FRAGMENTO
- - - -

Mientras esto acontecía en el Camagüey, se pronunciaban Las Tunas, desconociendo al Gobierno y a los jefes delegados de éste que no apoyaron la rebelión. En Oriente hubo también agitación en las fuerzas; las deserciones ocurrieron en mayor o menor número, y los campamentos cubanos no presentaban aquel alarde de alegría que siempre los había distinguido, a pesar de las mayores penalidades. Cuando allí hizo su invasión el enemigo, hubo actividad, no obstante, por parte de los nuestros; la resistencia fue notable y el éxito coronó algunas jornadas de más o menos importancia; pero no debido a la solidez de la masa que se oponía al enemigo, sino a la decisión, arrojo y pericia del general Maceo, y de aquellos de sus jefes subalternos que se mantuvieron en el orden con sus escasas tropas.

Aflictiva era nuestra situación en el centro por efecto del llamado movimiento político. La tropa, ansiosa de soltura, se diseminó por cuenta propia; y sólo el esfuerzo de algunos diputados con el apoyo de otros buenos patriotas, y tal vez el cercano peligro de una persecución amenazante, los hicieron volver en parte a la obediencia. Pero ¡ah! no volvían como soldados, no por acatamiento a la ordenanza, no por deber militar, sino por obra de la persuasión y como patriotas condescendientes con aquellos señores, quienes en algunos casos valiéronse de súplicas. Este artificio no pudo durar mucho. Sobrevinieron las operaciones, transcurrieron pocos meses, y las deserciones al enemigo con la desmoralización consiguiente, hicieron casi insignificantes a aquellos escuadrones y a aquellas compañías, que poco tiempo antes valieran una esperanza para el porvenir.

La correspondencia de Las Villas, fecha de septiembre de 77, nos daba a conocer una escisión entre el general Roloff y el coronel Jiménez con otros jefes, hablándose del segundo con reticencias maliciosas. Se nos pedían refuerzos y basta se pedían jefes; entre éstos, algunos que habían sido rechazados un año antes en una “sublevación” que dio al traste con la brillante división de Sancti Spíritus y Remedios.

En el mes de octubre, cuando la campaña era sostenida en el Centro sólo por el regimiento Jacinto, por grupos a las órdenes del brigadier Benítez y el coronel Mola, y por otras fracciones casi insignificantes en número, ocurrió la llegada de E. de Varona, Antonio Bello y sus secuaces, quienes venían con indicaciones de paz el primero, con no sé qué pretextos los demás, pero todos procedentes de las líneas enemigas. La ley los condenaba, y ya usted conoce el fin de la comisión.

Para esta época sucedió la separación de Holguín, erigido en cantón aparte bajo los auspicios del diputado Dr. Collado. En Bayamo, la defección de Bello fue seguida de la de otros muchos que se convirtieron en instrumentos eficaces de nuestros adversarios.

- - - -

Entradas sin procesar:
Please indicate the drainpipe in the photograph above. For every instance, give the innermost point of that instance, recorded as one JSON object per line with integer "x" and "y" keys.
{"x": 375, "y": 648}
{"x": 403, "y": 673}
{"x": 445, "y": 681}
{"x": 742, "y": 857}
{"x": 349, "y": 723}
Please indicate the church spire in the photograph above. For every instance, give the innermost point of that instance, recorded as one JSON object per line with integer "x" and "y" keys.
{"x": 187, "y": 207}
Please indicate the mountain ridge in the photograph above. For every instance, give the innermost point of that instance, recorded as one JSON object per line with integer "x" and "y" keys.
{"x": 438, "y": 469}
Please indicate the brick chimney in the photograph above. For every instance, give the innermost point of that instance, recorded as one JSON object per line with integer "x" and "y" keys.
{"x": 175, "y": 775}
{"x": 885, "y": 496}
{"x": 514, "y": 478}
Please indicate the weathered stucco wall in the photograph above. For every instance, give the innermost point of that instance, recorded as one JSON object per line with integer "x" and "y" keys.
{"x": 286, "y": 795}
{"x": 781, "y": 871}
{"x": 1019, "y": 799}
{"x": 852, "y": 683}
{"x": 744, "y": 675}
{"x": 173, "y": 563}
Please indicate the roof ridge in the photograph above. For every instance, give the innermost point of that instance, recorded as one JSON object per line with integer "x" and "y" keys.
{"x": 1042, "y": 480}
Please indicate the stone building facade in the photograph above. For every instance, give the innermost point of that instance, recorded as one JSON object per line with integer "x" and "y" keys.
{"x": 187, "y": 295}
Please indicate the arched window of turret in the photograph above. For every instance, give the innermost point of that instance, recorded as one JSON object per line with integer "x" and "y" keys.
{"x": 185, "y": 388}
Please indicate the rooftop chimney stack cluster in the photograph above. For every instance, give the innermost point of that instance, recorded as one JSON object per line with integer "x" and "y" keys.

- - - -

PROBLEMAS
1 - Nombra a todas las personas del fragmento que aparecen con un grado militar, junto con ese grado.
2 - Devuelve sin cambios la parte del fragmento que empieza en las palabras "Mientras esto acontecía" y acaba tras "sus escasas tropas.".

RESPUESTAS
1 -
- General Maceo
- General Roloff
- Coronel Jiménez
- Brigadier Benítez
- Coronel Mola

2 -
Mientras esto acontecía en el Camagüey, se pronunciaban Las Tunas, desconociendo al Gobierno y a los jefes delegados de éste que no apoyaron la rebelión. En Oriente hubo también agitación en las fuerzas; las deserciones ocurrieron en mayor o menor número, y los campamentos cubanos no presentaban aquel alarde de alegría que siempre los había distinguido, a pesar de las mayores penalidades. Cuando allí hizo su invasión el enemigo, hubo actividad, no obstante, por parte de los nuestros; la resistencia fue notable y el éxito coronó algunas jornadas de más o menos importancia; pero no debido a la solidez de la masa que se oponía al enemigo, sino a la decisión, arrojo y pericia del general Maceo, y de aquellos de sus jefes subalternos que se mantuvieron en el orden con sus escasas tropas.